### Exercise task
Update each of the entries below by replacing "Annotation guideline" with "Labeling instruction" and leaving everything else unchanged. Leave the pictures out of your answer.
* Start *
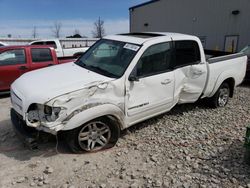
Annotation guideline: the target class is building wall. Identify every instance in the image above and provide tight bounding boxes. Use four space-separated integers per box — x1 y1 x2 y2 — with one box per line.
130 0 250 51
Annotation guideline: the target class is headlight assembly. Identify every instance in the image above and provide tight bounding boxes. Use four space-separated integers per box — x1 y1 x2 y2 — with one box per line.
44 105 61 122
27 104 61 123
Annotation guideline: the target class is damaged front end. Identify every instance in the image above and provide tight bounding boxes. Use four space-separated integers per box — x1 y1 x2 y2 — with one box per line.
25 82 119 135
25 104 66 134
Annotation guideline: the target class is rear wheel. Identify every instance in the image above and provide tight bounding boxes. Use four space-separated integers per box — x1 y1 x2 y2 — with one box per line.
67 118 120 153
210 83 230 108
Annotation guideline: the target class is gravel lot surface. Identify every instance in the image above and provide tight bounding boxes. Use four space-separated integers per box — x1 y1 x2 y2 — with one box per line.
0 84 250 188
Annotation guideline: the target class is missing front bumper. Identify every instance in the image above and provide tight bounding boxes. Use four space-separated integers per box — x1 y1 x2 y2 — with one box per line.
10 108 38 150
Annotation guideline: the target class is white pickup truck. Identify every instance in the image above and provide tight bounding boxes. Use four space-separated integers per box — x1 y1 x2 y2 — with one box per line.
29 39 89 57
11 33 247 152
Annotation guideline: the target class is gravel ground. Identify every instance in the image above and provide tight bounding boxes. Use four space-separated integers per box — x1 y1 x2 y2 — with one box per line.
0 84 250 188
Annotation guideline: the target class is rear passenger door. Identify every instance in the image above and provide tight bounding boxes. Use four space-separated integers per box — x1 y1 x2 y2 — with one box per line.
30 48 55 70
173 40 207 103
126 42 174 123
0 49 28 91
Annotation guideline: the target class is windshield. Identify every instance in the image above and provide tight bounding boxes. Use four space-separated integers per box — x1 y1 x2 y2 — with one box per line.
76 39 140 78
240 46 250 56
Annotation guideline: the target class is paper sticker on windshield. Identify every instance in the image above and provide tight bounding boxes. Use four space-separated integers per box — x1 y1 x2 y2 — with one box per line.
123 43 140 51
* End *
### Written solution
Labeling instruction: the target class is building wall. Identify every instance in the image above and provide tight bounding boxes. Use four space-separated integers per box — x1 y1 x2 y2 — with one box per line.
130 0 250 51
Labeling instruction: the target class is headlight assembly. Identify every instance in the image above and provide tight bounding boxes. Use four space-separated integers per box — x1 y1 x2 y2 — with one box per line.
44 105 61 122
27 104 61 123
Labeling instruction: the target class is damaged front end. Identify every instance in the image above and provide tight bounding boxes. Use four space-separated integers per box — x1 y1 x2 y2 — with one box per line.
25 82 119 135
25 104 66 134
Labeling instruction: the target class is rear wheel. Identify every instance in the image above and provide tight bounding boxes. Use four space-separated integers per box — x1 y1 x2 y2 — with one box per line.
67 118 120 153
210 83 230 108
Labeling instruction: the target class is gravel lot surface. Identify every instance in the image above and provide tight bounding boxes. Use four space-separated integers per box — x1 y1 x2 y2 — with one box per line.
0 84 250 188
Labeling instruction: the target class is missing front bumper. Identify every instance in the image above and provide tight bounding boxes. Use four space-separated integers per box — x1 y1 x2 y2 — with one box per line.
10 108 38 150
Labeling instruction: the target class is white pickup truck. Identify every instance in the image above and provide tight bounding boxes. Use four space-separated integers per box — x1 y1 x2 y2 — with one box per line.
29 39 89 57
11 33 247 152
Labeling instruction: the target class is gravel ground. Identify every instance in the image above and provide tight bounding boxes. Use four space-separated integers per box — x1 y1 x2 y2 — with one box per line.
0 84 250 188
Labeling instruction: the target class is rear passenger door. Identify every instance in the image above and provide tight bounding boxes. Use four space-separated integers per box — x1 y1 x2 y2 — with one box per line.
30 48 55 70
173 40 207 103
126 42 174 123
0 49 28 91
Labeling instruction: the target class is windshield. Identify every instance in the image above and provide tight bounding boxes. Use four space-separated integers per box — x1 y1 x2 y2 — with one box per line.
76 39 140 78
240 46 250 56
Labeling instruction: the target class is paper sticker on windshield. Identify every instance in the image above and provide tight bounding boxes. Use four space-separated integers per box — x1 y1 x2 y2 — with one box per line.
123 43 140 51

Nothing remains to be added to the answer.